WHAT IS REQUIRED - Transcribe the records below in full; pictures stay out of the copy.

(Records of labeled points)
-*-*-
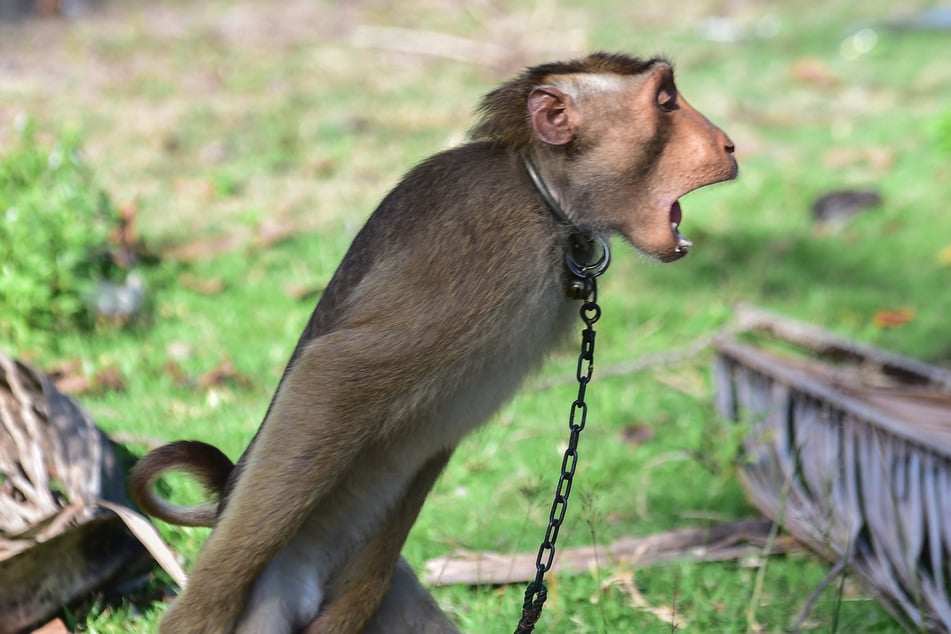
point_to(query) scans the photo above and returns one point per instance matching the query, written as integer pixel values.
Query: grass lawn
(221, 121)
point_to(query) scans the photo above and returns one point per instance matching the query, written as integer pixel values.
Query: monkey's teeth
(683, 244)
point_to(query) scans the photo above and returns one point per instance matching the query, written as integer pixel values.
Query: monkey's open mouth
(676, 215)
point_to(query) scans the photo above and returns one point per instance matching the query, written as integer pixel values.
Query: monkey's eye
(667, 99)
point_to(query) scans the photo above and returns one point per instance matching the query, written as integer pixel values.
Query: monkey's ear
(555, 117)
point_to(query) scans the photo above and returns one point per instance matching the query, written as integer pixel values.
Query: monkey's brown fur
(449, 295)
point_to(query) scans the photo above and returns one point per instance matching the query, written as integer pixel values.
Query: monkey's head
(616, 142)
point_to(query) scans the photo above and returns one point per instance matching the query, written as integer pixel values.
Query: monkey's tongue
(676, 215)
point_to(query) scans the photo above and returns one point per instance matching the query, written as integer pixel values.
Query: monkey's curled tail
(202, 461)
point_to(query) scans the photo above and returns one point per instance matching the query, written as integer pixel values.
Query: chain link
(536, 593)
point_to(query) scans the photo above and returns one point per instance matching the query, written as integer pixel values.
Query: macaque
(451, 293)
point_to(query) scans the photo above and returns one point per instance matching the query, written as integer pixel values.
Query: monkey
-*-*-
COMPLETED EXERCISE -
point_to(query) scans the photo above and returns one point per instance matching the query, written as integer pixel values.
Query: grass lawn
(221, 121)
point_to(query) scans the photo above and returns one point per instance matching the query, written as integer pixel values.
Query: monkey's teeth
(683, 244)
point_to(query) scans the photo above and returns one point per instance matching the query, written as integer pixel values.
Query: monkey's open mouth
(676, 215)
point_to(query) scans the photo above and returns one point per instance matching the query, written as integer pixel values.
Query: monkey's eye
(667, 99)
point_to(query) scans the photo above and returns one point per instance matching the query, written as integer pixel values.
Query: monkey's ear
(555, 117)
point_to(query) scans the photo above and returns one point per instance matching the query, written as integer pixel values.
Query: monkey's brown fur
(449, 295)
point_to(query) scans the photo above and returns one point per instance matching the query, written as integer pixel values.
Query: monkey's head
(616, 142)
point_to(query) scans the photo above and returns one point per instance matching the query, written as integer pixel values.
Query: monkey's tongue
(676, 215)
point_to(query) scans the photo above and returns one point per instance matching the query, written as integer pixel values.
Query: monkey's curled tail
(202, 461)
point_to(query) scans the photo above and returns one point per instance matching the query, written as integer pixel values.
Query: chain link
(536, 593)
point_to(query) scans the photo above and returns one point per instance matching the query, written as integer pixel values.
Query: macaque
(451, 293)
point_to(query) scans the photo above and returns one point per instance matching the query, written as integer pixel values.
Query: monkey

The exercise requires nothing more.